To do>
(A) In the Sarah Whitney interview, which planner does she say she currently uses?
(B) Which things does the Sarah Whitney interview give as her must-haves for air travel?
(C) From the Sarah Whitney interview, reproduce the passage that opens with the words containing "Any Must-Haves for" and closes with "moment on stage?".

Start Text extract

To continue our monthly series on kick-ass women of the classical music world, this month we have violinist, blogger and all-around music entrepreneur Sarah Whitney. A native of Concord, MA (She’s a GBYSO alumna!) and currently residing in NYC, Sarah has been taking the classical music world by storm as a member of the acclaimed ensemble, SYBARITE5, as well as running her own unique concert series titled “Beyond the Notes”. She performs regularly as a duo, AND a trio, is a regular on the recording session circuit and is passionate about creating innovative concert experiences. As if being on the road almost half the year isn’t enough, she has also recently launched her own blog, The Productive Musician, where she gives great advice on time management and basic life hacks for the artistic soul. Today, she is giving us a little insight into how she gets it all done, the valuable lessons she has learned while on the road as a touring musician, and how the biggest risks are always the ones worth taking.
What are your morning rituals or routines?
SW: In the past year or so my morning time has become very sacred. I’ve found that it’s the only way for me to have any sort of routine amidst my ever changing schedule. Ideally, I like to have 1 1/2 hours of “me time” BEFORE I check my email. During this time I will do the basics – make my espresso, eat breakfast, shower, get ready, etc. I will also spend time to plan my day, set my daily goals, read something inspiring and do a short meditation. I’m currently using a planner called the Panda Planner which I love and helps outline much of my planning. This pre-email time has helped me immensely. Most emails are “asks” and although they are things that I need to tend to, most of the time they are other people’s priorities to be fulfilled. By setting my priorities first thing in the morning before checking email, I’ve found I have a better chance of keeping track of and completing my most important tasks.
Any Must-Haves for air-travel?
SW: A pashmina scarf! The temperature can always be unpredictable on planes so a scarf is something small and lightweight to carry that can be a great way to keep warm and double as a blanket. Also, I oftentimes roll the scarf up and use it as a makeshift lumbar back support which I’ve found makes longs flights SO much more comfortable.
I also only travel wearing jersey and never leave for the airport without my refillable water bottle!
What has been your scariest moment on stage?
SW: A few years go my quintet, SYBARITE5, premiered a brand new concerto for string quintet and orchestra with the South Carolina Philharmonic. We had been mumbling about switching to iPads for music reading for a while and thought this would be a great time since we wanted to read off of scores. So, we took the plunge. During the performance, all seemed to be going well until I turned the page with my foot pedal only to see I had flipped from page 1 to page 3. I turned back thinking I had skipped a page only to find myself toggling between pages 1 and 3 with no page 2 in sight at all! Mild panic ensued and since there wasn’t much I could do, I slapped on a big smile and did a little improvising to get me through the missing page! Luckily, all the pages were in impeccable order moving forward, but my heart definitely skipped a few beats – no, MANY beats – during that performance!

End Text extract
Start Entries shown

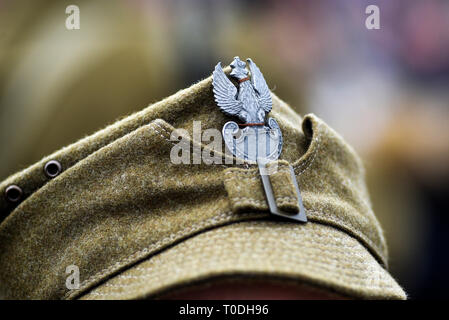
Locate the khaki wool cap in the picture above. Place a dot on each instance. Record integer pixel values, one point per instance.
(137, 225)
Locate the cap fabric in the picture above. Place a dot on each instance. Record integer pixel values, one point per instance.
(138, 225)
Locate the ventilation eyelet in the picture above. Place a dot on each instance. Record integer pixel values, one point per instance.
(52, 168)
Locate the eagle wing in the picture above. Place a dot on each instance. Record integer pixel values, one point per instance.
(261, 87)
(225, 92)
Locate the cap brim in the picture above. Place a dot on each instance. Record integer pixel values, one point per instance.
(312, 253)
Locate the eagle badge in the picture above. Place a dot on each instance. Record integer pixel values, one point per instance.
(255, 138)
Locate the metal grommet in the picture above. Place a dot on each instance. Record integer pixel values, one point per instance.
(13, 193)
(52, 168)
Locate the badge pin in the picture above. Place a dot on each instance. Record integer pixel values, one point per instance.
(256, 138)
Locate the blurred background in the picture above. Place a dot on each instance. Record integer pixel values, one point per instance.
(386, 91)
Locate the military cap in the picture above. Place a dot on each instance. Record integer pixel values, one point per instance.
(137, 225)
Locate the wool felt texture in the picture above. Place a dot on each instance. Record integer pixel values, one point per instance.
(120, 201)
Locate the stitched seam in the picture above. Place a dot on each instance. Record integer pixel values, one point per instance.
(307, 164)
(219, 218)
(349, 227)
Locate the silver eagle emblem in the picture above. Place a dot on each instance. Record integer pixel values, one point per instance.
(260, 140)
(255, 137)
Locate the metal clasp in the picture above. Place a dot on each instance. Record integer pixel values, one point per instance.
(299, 216)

End Entries shown

Exercise responses>
(A) The Panda Planner.

(B)
- A pashmina scarf
- Jersey clothing
- A refillable water bottle

(C)
Any Must-Haves for air-travel?
SW: A pashmina scarf! The temperature can always be unpredictable on planes so a scarf is something small and lightweight to carry that can be a great way to keep warm and double as a blanket. Also, I oftentimes roll the scarf up and use it as a makeshift lumbar back support which I’ve found makes longs flights SO much more comfortable.
I also only travel wearing jersey and never leave for the airport without my refillable water bottle!
What has been your scariest moment on stage?